◆ Brief: Your job is to restate each entry word for word.

Pointing dataset excerpts

· · · ·

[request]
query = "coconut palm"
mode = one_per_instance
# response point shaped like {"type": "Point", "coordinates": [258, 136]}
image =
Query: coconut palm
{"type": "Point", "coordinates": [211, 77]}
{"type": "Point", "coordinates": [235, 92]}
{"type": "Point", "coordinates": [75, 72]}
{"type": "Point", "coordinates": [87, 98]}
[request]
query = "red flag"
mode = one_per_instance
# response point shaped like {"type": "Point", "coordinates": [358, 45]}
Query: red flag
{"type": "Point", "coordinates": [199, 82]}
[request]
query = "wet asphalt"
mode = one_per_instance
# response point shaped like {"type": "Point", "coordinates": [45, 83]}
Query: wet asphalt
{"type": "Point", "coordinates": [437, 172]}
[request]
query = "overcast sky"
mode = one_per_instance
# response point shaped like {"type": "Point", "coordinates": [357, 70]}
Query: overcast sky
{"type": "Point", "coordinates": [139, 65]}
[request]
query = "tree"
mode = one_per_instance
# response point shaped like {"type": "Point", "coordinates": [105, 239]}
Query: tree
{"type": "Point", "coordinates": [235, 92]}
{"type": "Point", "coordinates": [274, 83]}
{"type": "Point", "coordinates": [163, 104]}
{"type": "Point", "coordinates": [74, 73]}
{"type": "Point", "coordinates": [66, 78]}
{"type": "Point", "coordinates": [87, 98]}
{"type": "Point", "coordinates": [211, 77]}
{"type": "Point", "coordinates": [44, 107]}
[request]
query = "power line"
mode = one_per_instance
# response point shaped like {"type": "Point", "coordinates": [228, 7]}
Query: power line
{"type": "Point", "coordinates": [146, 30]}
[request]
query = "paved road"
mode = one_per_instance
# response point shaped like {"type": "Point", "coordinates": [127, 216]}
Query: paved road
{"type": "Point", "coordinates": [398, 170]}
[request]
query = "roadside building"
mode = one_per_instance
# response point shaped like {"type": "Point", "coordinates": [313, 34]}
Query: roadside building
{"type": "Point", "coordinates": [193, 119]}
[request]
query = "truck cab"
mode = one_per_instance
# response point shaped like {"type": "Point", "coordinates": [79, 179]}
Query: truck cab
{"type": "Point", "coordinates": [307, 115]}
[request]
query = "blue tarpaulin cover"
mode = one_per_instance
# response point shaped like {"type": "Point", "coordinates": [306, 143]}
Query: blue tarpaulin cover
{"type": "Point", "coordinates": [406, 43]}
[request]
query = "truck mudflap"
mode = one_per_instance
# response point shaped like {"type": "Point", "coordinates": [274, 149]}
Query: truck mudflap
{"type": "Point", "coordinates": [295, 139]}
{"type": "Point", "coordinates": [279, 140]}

· · · ·

◆ Exercise solution:
[request]
query = "coconut palm"
mode = one_per_instance
# response point shaped like {"type": "Point", "coordinates": [258, 136]}
image =
Query: coconut palm
{"type": "Point", "coordinates": [211, 77]}
{"type": "Point", "coordinates": [235, 92]}
{"type": "Point", "coordinates": [75, 72]}
{"type": "Point", "coordinates": [87, 98]}
[request]
query = "red flag"
mode = one_per_instance
# response point shaped like {"type": "Point", "coordinates": [358, 45]}
Query: red flag
{"type": "Point", "coordinates": [199, 82]}
[request]
query = "wet asphalt"
mode = one_per_instance
# response point shaped like {"type": "Point", "coordinates": [45, 83]}
Query: wet asphalt
{"type": "Point", "coordinates": [437, 172]}
[request]
query = "overcast sky"
mode = one_per_instance
# response point shaped like {"type": "Point", "coordinates": [357, 70]}
Query: overcast sky
{"type": "Point", "coordinates": [139, 65]}
[request]
query = "tree"
mode = one_per_instance
# response point shaped like {"type": "Point", "coordinates": [105, 239]}
Query: tree
{"type": "Point", "coordinates": [235, 92]}
{"type": "Point", "coordinates": [274, 83]}
{"type": "Point", "coordinates": [163, 104]}
{"type": "Point", "coordinates": [74, 73]}
{"type": "Point", "coordinates": [66, 78]}
{"type": "Point", "coordinates": [87, 98]}
{"type": "Point", "coordinates": [211, 77]}
{"type": "Point", "coordinates": [44, 107]}
[request]
query = "power line"
mode = one_per_instance
# response point shaped like {"type": "Point", "coordinates": [228, 7]}
Query: power line
{"type": "Point", "coordinates": [146, 30]}
[request]
query = "paved road"
mode = one_per_instance
# response point shaped like {"type": "Point", "coordinates": [127, 216]}
Query: paved road
{"type": "Point", "coordinates": [398, 170]}
[request]
query = "roadside building"
mode = one_per_instance
# response point shaped like {"type": "Point", "coordinates": [313, 34]}
Query: roadside building
{"type": "Point", "coordinates": [193, 119]}
[request]
query = "truck cab"
mode = one_per_instance
# response point shaped like {"type": "Point", "coordinates": [79, 179]}
Query: truck cab
{"type": "Point", "coordinates": [307, 115]}
[request]
query = "blue tarpaulin cover"
mode = one_per_instance
# response point shaped like {"type": "Point", "coordinates": [306, 143]}
Query: blue tarpaulin cover
{"type": "Point", "coordinates": [406, 43]}
[request]
query = "truck mudflap"
mode = one_per_instance
# response point shaped like {"type": "Point", "coordinates": [274, 149]}
Query: truck mudflap
{"type": "Point", "coordinates": [295, 139]}
{"type": "Point", "coordinates": [279, 140]}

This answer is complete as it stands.